Extracted information:

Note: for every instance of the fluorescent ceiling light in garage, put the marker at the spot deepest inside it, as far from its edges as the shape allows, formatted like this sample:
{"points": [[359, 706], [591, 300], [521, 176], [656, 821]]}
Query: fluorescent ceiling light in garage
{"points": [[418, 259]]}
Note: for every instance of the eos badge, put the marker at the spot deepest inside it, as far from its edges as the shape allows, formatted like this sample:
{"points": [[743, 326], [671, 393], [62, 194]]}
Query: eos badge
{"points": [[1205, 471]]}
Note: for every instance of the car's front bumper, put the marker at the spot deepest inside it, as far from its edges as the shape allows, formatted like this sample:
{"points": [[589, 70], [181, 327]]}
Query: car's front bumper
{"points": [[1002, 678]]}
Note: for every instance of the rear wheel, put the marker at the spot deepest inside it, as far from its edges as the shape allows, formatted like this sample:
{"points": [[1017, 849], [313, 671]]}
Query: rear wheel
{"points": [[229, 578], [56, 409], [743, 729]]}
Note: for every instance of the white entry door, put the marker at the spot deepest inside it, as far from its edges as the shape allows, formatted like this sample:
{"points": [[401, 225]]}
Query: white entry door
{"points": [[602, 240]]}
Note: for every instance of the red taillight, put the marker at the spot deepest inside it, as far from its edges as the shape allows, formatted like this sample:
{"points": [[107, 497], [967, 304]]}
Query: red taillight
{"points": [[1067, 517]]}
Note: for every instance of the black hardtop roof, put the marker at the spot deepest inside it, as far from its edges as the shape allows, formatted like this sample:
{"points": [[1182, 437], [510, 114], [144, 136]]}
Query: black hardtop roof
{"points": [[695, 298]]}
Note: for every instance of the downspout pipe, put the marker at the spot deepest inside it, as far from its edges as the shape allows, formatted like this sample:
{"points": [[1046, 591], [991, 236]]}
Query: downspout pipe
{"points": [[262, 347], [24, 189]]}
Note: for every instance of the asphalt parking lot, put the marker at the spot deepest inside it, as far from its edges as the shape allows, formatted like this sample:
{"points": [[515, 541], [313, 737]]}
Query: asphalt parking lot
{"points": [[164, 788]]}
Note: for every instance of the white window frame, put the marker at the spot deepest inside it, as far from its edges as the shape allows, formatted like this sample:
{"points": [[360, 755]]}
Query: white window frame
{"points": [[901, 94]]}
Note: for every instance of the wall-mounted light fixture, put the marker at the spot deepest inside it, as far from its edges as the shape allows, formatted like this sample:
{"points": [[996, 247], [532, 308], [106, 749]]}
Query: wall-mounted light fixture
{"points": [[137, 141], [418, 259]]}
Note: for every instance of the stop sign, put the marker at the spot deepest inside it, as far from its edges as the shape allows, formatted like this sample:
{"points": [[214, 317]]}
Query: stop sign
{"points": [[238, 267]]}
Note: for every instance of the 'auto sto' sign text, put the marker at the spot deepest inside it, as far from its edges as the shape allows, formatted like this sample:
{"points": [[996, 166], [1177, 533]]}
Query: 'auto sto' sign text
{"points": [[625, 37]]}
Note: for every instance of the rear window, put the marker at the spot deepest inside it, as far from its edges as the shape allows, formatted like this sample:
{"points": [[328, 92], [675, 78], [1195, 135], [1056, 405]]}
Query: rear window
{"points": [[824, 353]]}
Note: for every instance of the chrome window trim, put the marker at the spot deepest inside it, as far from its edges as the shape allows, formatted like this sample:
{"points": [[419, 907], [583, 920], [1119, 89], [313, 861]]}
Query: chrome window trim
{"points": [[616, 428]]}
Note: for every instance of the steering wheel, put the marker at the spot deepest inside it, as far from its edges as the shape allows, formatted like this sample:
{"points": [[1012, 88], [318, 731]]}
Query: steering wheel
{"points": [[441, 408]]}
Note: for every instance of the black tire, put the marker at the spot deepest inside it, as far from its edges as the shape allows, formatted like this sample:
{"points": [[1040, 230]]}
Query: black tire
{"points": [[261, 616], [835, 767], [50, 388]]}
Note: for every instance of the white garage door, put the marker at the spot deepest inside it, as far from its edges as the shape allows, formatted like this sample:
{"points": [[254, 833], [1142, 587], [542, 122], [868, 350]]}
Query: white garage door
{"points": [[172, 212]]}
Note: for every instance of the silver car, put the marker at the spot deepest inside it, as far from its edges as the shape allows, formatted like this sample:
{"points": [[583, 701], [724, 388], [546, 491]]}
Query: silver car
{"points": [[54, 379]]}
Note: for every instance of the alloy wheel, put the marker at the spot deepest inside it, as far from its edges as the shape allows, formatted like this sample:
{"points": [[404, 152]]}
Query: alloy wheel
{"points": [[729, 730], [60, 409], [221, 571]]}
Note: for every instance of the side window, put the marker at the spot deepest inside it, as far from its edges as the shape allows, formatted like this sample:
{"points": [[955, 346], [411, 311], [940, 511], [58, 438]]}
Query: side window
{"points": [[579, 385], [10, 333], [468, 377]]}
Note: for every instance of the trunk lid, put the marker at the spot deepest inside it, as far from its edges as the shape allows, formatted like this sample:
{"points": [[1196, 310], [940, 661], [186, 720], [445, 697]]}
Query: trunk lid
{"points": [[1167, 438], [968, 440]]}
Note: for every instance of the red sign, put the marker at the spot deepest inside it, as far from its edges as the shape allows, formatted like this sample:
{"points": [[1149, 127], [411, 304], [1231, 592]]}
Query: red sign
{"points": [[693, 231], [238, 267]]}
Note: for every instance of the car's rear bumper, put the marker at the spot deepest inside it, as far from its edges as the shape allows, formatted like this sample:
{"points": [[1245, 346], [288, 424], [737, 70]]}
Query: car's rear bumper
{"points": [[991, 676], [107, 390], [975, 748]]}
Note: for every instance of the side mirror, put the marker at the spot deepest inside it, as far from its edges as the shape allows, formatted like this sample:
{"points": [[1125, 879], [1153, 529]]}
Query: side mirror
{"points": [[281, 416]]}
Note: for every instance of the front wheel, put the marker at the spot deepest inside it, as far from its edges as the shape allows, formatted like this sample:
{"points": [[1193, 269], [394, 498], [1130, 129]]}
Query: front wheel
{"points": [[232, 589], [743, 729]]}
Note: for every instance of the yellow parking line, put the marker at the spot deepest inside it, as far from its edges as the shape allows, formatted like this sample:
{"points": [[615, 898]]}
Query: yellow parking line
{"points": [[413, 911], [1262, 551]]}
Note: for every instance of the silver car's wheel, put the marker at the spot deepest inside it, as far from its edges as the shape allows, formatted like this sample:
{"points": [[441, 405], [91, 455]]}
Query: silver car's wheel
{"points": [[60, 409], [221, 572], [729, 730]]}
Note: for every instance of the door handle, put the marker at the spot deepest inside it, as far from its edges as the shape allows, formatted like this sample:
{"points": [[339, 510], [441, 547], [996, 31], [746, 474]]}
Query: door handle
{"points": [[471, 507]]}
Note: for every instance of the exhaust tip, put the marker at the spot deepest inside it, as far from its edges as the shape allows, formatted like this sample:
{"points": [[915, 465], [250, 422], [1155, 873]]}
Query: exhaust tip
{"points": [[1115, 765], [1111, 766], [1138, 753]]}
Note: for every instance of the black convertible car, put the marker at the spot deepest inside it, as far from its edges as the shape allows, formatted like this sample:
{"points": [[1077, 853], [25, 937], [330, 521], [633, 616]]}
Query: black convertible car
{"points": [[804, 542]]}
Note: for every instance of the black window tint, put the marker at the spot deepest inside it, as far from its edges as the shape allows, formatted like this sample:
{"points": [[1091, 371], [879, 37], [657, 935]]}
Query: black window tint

Task directions: Repeat, with no changes, each line from the one with "Note: for every instance of the front" to the end of the listing, including both ends and nothing else.

Exercise solution:
Note: for every instance of the front wheel, put the marker at the spot deepest inside it, as far from its edges as the shape allows, formatted like this sample:
{"points": [[1193, 269], [394, 498], [1130, 129]]}
Query: front wheel
{"points": [[232, 589], [743, 729]]}
Note: for every instance of the yellow parking line, put the marker at the spot deepest inside it, as far from its edges as the shape allows, formatted like this sample:
{"points": [[615, 898]]}
Query: yellow parking line
{"points": [[413, 911], [1262, 551]]}
Note: for every instance of the silver car's wheel, put the marker at the spot deepest inside it, as far from its edges as the shape allows, formatted like this sample:
{"points": [[441, 405], [91, 455]]}
Query: silver car's wheel
{"points": [[60, 409], [221, 572], [729, 730]]}
Note: for every instance of the door handle, put the marker at the spot deepest inside it, as far from its edges as the shape allows, formatted like this sample:
{"points": [[339, 510], [441, 547], [996, 31], [746, 474]]}
Query: door handle
{"points": [[471, 507]]}
Note: for every instance of the exhaust tip, put the marker at the spot deepest inside it, as far from its edges as the shape allows, formatted like this sample:
{"points": [[915, 465], [250, 422], [1155, 873]]}
Query: exhaust tip
{"points": [[1115, 765], [1111, 766], [1138, 753]]}
Note: for every instance of the black convertible car, put the marker at the spot deepest inside it, as far from its edges as the shape allows, formatted like this sample:
{"points": [[1077, 853], [25, 937], [330, 521], [633, 616]]}
Query: black convertible car
{"points": [[804, 542]]}
Note: for every instance of the black window tint, put the marker at the spot deepest inside it, as far from its edges as the shape allows, formatted like this sample:
{"points": [[1091, 371], [879, 37], [657, 935]]}
Query: black window tint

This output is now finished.